Prompt: The required output consists solely of the lines from the line containing "Mark every instance of the riverbank" through the end of the records, copied exactly.

Dataset:
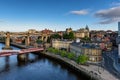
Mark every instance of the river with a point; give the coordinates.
(37, 68)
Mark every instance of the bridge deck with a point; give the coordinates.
(22, 51)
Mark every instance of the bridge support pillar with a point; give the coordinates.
(22, 57)
(7, 42)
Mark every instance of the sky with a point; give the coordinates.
(57, 15)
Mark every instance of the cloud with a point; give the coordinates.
(115, 4)
(109, 15)
(79, 12)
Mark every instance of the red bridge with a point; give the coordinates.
(22, 51)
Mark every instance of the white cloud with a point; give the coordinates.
(115, 4)
(108, 15)
(79, 12)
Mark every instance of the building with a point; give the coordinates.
(81, 33)
(61, 44)
(92, 51)
(31, 31)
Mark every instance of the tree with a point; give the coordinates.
(86, 39)
(71, 55)
(38, 41)
(56, 36)
(71, 35)
(68, 36)
(82, 59)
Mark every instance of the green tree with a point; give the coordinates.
(56, 36)
(71, 56)
(71, 35)
(38, 41)
(63, 53)
(86, 39)
(82, 59)
(68, 36)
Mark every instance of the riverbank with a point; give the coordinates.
(90, 71)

Response area:
Mark every instance of the riverbank with a point; give the coordinates.
(90, 71)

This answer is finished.